• Exercise
Return, unchanged, the stretch of lines from the start of the records through the line containing "250 199 321 318". Leave the pictures out of your answer.

(Annotated coordinate records)
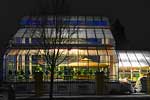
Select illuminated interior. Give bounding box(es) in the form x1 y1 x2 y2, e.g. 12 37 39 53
118 50 150 81
3 16 150 81
3 16 118 80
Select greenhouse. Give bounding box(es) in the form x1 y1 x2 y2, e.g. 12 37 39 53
3 16 118 80
3 16 150 81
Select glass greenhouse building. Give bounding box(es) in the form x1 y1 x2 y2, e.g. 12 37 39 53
3 16 150 81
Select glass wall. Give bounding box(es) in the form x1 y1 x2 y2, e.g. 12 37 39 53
5 49 117 80
118 51 150 81
4 16 118 80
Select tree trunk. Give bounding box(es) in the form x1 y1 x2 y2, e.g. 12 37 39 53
49 66 55 100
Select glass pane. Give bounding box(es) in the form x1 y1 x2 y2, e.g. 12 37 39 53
127 52 140 67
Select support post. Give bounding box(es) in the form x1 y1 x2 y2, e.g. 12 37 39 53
96 71 105 95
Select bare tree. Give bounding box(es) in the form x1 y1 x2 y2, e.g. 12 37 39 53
32 15 77 99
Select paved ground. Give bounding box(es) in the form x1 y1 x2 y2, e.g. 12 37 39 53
16 93 150 100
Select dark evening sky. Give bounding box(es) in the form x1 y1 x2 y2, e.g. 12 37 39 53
0 0 150 50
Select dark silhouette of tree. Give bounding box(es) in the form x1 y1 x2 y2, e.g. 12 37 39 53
33 0 76 100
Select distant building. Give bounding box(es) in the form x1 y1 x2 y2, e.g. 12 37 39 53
3 16 150 81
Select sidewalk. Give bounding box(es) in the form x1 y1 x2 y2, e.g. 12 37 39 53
16 93 150 100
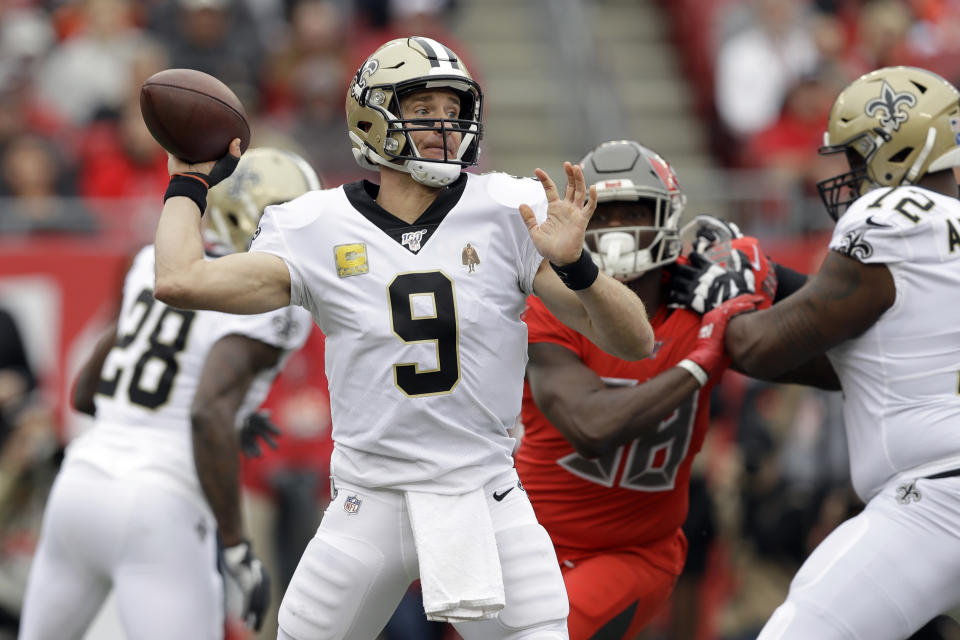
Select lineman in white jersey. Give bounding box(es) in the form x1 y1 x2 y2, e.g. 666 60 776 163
20 149 319 640
684 67 960 640
157 37 653 640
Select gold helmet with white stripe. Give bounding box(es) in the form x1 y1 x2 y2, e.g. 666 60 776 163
817 67 960 220
207 147 321 251
346 37 483 187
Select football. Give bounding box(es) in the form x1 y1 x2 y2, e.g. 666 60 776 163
140 69 250 164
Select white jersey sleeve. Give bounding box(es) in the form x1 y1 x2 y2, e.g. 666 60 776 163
830 187 957 264
487 173 547 295
827 186 960 500
250 199 321 318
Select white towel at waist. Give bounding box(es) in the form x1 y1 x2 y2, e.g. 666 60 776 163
404 489 505 622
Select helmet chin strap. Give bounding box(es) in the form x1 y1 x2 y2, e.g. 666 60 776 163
404 160 461 187
350 131 462 187
593 231 651 281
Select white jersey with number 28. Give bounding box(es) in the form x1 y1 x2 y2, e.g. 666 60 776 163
67 246 312 504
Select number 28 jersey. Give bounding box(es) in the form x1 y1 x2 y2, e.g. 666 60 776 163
251 173 546 494
67 246 312 504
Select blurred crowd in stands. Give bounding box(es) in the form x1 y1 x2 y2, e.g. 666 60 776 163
0 0 960 640
0 0 464 240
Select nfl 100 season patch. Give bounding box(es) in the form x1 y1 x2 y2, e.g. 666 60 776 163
333 242 370 278
460 242 480 273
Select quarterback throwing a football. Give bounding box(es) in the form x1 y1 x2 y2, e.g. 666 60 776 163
156 37 653 640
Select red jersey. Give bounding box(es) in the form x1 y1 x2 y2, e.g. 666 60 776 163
516 238 775 573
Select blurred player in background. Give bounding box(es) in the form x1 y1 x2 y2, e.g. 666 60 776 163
517 140 836 640
157 37 653 640
688 67 960 640
20 148 319 640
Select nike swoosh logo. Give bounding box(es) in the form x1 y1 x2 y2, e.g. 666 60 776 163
867 216 893 229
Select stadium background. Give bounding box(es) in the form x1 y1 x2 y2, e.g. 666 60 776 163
0 0 960 640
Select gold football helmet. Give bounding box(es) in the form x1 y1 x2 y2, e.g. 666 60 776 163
346 37 483 187
817 67 960 220
207 147 321 251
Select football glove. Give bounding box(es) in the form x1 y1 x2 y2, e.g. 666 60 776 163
685 214 743 254
685 294 763 386
667 249 757 313
240 411 283 458
223 540 270 631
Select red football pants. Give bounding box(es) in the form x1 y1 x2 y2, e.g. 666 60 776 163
560 552 677 640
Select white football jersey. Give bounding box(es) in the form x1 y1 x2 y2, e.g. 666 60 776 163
66 246 313 504
828 186 960 500
251 173 546 493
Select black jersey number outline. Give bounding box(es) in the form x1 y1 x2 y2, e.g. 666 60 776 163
97 289 196 409
387 271 460 397
557 393 700 491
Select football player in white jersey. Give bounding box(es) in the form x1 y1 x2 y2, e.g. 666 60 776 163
19 148 319 640
156 37 653 640
684 67 960 640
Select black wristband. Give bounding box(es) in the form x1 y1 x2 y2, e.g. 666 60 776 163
550 249 600 291
163 173 209 216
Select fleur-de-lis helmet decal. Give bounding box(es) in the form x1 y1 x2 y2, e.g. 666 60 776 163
817 67 960 220
864 80 917 131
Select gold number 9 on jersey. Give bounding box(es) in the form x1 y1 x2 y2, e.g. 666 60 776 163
387 271 460 397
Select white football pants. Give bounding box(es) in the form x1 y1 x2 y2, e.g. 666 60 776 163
277 469 569 640
19 462 223 640
757 477 960 640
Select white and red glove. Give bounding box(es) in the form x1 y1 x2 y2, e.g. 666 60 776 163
677 294 763 387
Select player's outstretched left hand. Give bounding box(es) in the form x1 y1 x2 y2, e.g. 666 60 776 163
520 162 597 266
240 411 283 458
223 540 270 631
167 138 241 189
667 249 757 313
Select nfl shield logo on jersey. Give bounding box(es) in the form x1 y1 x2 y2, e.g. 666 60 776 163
460 242 480 273
343 496 361 515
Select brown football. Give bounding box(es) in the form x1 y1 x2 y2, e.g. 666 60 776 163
140 69 250 164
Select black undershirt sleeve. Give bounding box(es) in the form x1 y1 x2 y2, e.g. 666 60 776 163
770 260 807 304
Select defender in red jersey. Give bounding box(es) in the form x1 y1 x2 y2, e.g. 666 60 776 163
516 141 832 640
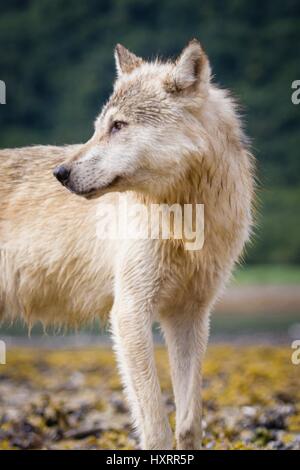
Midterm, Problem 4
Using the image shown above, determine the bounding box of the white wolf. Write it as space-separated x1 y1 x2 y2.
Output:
0 40 253 449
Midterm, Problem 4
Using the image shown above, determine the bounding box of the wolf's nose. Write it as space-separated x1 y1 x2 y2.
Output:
53 165 71 184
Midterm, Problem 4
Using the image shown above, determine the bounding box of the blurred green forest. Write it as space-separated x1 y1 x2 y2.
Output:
0 0 300 264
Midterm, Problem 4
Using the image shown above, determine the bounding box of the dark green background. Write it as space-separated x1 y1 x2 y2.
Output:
0 0 300 264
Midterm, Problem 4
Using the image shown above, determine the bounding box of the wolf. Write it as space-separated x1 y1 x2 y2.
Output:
0 40 255 449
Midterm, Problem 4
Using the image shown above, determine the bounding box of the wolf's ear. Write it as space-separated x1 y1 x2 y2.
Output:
165 39 211 93
115 44 143 77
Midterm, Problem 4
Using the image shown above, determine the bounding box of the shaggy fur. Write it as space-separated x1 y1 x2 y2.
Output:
0 40 253 449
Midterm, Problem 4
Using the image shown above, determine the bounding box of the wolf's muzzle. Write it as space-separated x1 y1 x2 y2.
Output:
53 165 71 185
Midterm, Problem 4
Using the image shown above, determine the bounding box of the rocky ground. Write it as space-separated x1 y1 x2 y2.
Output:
0 345 300 450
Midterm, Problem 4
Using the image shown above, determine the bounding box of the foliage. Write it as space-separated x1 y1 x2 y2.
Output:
0 345 300 449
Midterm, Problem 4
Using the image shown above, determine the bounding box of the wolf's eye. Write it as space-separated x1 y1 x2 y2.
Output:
110 121 127 134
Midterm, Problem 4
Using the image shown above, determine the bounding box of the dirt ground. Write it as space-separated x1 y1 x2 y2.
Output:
0 345 300 449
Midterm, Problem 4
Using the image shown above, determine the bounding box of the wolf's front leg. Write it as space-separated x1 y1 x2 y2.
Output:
161 305 208 450
111 282 172 449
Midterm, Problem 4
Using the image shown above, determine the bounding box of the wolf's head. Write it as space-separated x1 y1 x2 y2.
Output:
54 40 210 199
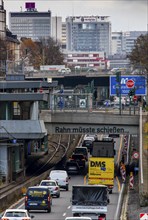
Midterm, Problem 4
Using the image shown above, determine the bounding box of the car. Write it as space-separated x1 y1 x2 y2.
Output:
82 139 94 154
48 170 69 191
58 68 71 73
70 153 86 169
87 68 98 73
25 186 52 212
65 217 92 220
39 180 60 198
65 160 80 174
74 147 88 161
1 209 34 220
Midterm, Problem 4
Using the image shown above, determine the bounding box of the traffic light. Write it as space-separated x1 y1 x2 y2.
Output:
116 71 121 82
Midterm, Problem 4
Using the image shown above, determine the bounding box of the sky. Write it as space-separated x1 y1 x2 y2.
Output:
3 0 148 31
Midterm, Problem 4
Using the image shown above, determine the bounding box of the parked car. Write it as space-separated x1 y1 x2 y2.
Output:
48 170 69 191
82 139 94 154
1 209 34 220
74 147 88 161
40 180 60 198
87 68 98 73
70 154 86 169
25 186 52 212
65 159 80 174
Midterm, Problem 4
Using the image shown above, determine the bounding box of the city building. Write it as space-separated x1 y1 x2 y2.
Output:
0 0 6 39
110 31 146 55
9 3 51 41
64 51 110 70
62 22 66 50
66 16 111 56
51 16 62 43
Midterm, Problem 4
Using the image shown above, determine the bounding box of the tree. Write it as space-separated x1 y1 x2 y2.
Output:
21 38 42 69
128 34 148 72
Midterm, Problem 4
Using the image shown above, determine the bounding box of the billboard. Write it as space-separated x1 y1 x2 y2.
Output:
110 75 147 96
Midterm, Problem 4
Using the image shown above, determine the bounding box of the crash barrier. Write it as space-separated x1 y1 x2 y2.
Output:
129 172 134 189
0 170 53 211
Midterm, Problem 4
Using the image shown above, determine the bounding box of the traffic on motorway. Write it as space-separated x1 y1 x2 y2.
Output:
0 134 127 220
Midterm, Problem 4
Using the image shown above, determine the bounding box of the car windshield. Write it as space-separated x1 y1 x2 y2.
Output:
5 211 27 217
41 182 56 186
50 172 66 179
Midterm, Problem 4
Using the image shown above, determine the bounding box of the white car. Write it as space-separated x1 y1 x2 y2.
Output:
40 180 60 198
1 209 34 220
48 170 69 191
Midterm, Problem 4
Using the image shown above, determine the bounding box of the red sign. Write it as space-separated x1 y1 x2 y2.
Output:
133 152 139 159
140 213 148 220
126 79 135 88
133 95 138 101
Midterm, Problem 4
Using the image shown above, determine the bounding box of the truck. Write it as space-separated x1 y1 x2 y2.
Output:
88 138 115 194
71 185 109 220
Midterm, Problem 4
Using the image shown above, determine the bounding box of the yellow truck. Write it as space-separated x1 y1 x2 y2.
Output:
88 157 114 193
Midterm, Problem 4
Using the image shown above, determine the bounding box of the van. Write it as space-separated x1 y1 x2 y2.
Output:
48 170 69 191
74 147 88 161
25 186 52 212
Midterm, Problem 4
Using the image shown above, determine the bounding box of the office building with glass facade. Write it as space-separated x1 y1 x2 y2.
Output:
66 16 111 56
9 8 51 41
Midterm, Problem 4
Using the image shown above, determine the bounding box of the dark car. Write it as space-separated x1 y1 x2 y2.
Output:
70 154 86 168
82 140 93 154
25 186 52 212
74 147 88 161
65 159 80 174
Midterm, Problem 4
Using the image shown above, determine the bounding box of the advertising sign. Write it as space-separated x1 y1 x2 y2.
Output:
110 75 147 96
88 157 114 185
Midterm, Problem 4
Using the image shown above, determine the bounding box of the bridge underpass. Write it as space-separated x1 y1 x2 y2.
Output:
40 110 139 135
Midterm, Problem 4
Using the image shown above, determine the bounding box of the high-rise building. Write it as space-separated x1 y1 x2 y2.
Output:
111 31 146 55
0 0 6 39
51 16 62 43
9 2 51 40
66 16 111 56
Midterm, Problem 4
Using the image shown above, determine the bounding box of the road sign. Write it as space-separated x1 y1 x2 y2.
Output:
140 213 148 220
126 79 135 89
133 152 139 159
79 99 86 108
133 95 138 101
110 75 147 96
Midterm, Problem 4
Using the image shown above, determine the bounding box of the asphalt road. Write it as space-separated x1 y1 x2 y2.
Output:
8 175 119 220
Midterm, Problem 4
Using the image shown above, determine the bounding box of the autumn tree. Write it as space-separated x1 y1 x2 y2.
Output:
128 34 148 73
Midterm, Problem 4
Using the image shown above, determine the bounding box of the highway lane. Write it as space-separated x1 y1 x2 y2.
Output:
2 136 123 220
9 175 119 220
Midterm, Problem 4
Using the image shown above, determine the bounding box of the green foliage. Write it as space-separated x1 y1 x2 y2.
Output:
128 34 148 71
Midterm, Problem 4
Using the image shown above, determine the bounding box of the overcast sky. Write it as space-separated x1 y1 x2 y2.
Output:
4 0 148 31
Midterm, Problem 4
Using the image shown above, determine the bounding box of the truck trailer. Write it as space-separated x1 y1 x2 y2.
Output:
71 185 109 220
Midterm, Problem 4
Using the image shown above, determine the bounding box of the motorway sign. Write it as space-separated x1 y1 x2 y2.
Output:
132 152 139 159
110 75 147 96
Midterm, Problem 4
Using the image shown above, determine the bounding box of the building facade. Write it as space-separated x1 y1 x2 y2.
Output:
66 16 111 55
111 31 146 55
9 3 51 41
51 16 62 43
64 51 110 70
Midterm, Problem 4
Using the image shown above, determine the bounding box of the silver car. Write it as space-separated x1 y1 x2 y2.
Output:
40 180 60 198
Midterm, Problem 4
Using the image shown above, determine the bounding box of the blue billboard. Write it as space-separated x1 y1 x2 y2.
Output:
110 75 147 96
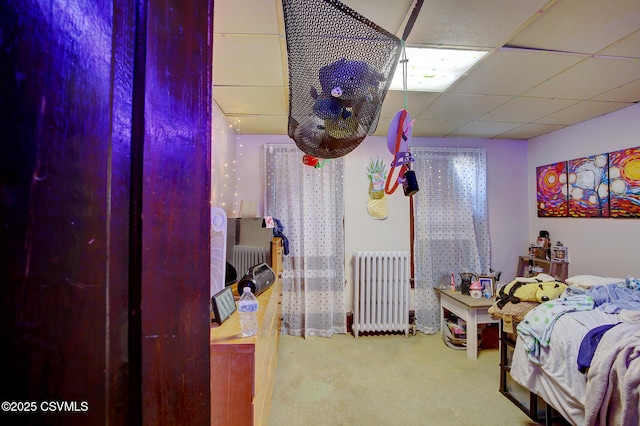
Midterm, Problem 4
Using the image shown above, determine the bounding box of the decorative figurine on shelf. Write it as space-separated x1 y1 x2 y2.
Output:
469 281 482 299
534 231 551 260
458 272 478 295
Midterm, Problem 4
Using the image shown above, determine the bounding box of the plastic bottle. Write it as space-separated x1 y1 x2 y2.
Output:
238 287 258 337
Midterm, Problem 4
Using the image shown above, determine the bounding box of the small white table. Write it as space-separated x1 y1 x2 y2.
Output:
436 288 500 359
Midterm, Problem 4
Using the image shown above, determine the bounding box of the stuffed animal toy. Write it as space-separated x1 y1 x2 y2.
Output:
496 278 567 308
310 58 384 125
625 275 640 290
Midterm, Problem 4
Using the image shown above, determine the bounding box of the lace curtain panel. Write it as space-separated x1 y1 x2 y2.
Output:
411 147 490 334
265 144 347 337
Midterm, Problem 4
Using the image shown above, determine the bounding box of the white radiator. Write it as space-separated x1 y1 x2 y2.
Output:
233 245 270 278
352 251 411 339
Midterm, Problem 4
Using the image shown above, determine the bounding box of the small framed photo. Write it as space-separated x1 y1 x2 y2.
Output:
478 275 496 299
551 246 569 262
211 287 236 325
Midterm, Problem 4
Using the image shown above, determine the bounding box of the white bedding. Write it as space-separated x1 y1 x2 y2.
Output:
511 309 620 425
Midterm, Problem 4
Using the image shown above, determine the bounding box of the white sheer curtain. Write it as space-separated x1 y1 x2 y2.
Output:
265 144 346 337
411 147 490 334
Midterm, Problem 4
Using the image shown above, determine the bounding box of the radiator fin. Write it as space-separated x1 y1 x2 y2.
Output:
352 251 411 339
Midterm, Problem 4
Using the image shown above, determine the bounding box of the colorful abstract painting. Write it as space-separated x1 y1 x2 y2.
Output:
568 154 609 217
609 147 640 217
536 161 568 217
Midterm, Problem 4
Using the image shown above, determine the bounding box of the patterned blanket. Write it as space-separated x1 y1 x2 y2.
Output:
584 321 640 426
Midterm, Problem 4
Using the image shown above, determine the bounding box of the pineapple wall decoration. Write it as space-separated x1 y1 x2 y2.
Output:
367 158 389 220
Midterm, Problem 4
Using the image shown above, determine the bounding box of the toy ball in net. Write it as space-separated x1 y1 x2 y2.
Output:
282 0 401 158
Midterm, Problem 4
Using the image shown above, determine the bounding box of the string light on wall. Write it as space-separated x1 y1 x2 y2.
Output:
232 118 243 217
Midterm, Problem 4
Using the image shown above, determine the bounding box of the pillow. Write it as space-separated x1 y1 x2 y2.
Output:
564 275 625 290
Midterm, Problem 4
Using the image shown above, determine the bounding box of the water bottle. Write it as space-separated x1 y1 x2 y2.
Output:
238 286 258 337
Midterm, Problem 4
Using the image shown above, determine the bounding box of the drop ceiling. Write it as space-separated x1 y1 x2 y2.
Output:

• Correct response
Select illuminated interior. Give bounding box(es) in the form x1 y1 x2 y2, e.g. 12 37 39 53
118 50 150 81
3 16 150 81
3 16 118 80
Select greenhouse. Give bounding box(es) in the form x1 y1 x2 y2, e.g. 12 37 39 53
3 16 118 80
3 16 150 81
Select glass greenhouse building. Give bounding box(es) in the form x1 y1 x2 y2, e.g. 12 37 39 53
3 16 150 81
Select glass wall. Give bounding box(es) in the form x1 y1 x2 y2, e.g. 12 37 39 53
5 49 117 80
118 51 150 81
4 16 118 80
Select tree trunk. Give bounding box(es) in the form x1 y1 x2 y2, e.g. 12 37 39 53
49 66 55 100
Select glass pane. Give bounding box(es) in the form x1 y1 x2 y2, e.g. 12 37 39 53
127 52 140 67
Select support post. Give bounding box(es) in the form x1 y1 x2 y2, e.g. 12 37 39 53
96 71 105 95
Select bare tree. Give bounding box(es) in the form x1 y1 x2 y2, e.g. 12 37 39 53
32 15 77 99
Select paved ground. Give bounding box(es) in the form x1 y1 x2 y2, e.g. 12 37 39 53
16 93 150 100
Select dark evening sky. Give bounding box(es) in the form x1 y1 x2 y2, e.g. 12 37 39 53
0 0 150 50
Select dark silhouette of tree. Give bounding box(es) in the form x1 y1 x2 y2, e.g. 12 37 39 53
33 0 76 100
Select distant building. Give bounding box(es) in the form x1 y1 x2 y2, e.g. 12 37 39 53
3 16 150 81
Select sidewalk. Give bounding box(es) in the form x1 y1 x2 y2, e.g. 12 37 39 53
16 93 150 100
Select lineman in white jersey. Give bounding box(es) in the form x1 y1 x2 y2, e.g. 666 60 776 163
20 149 319 640
684 67 960 640
157 37 653 640
Select gold helmet with white stripe. Give bounding box(es) in the form x1 y1 x2 y2, e.g. 666 60 776 163
817 67 960 220
207 147 321 251
346 37 483 187
Select football. Give bounding box(es) in the form x1 y1 x2 y2, e.g. 666 60 776 163
140 69 250 164
Select white jersey sleeve. Give bounding box(es) in the form x1 y1 x2 y2, e.g. 666 60 776 163
830 187 957 264
487 173 547 295
827 186 960 500
250 199 321 318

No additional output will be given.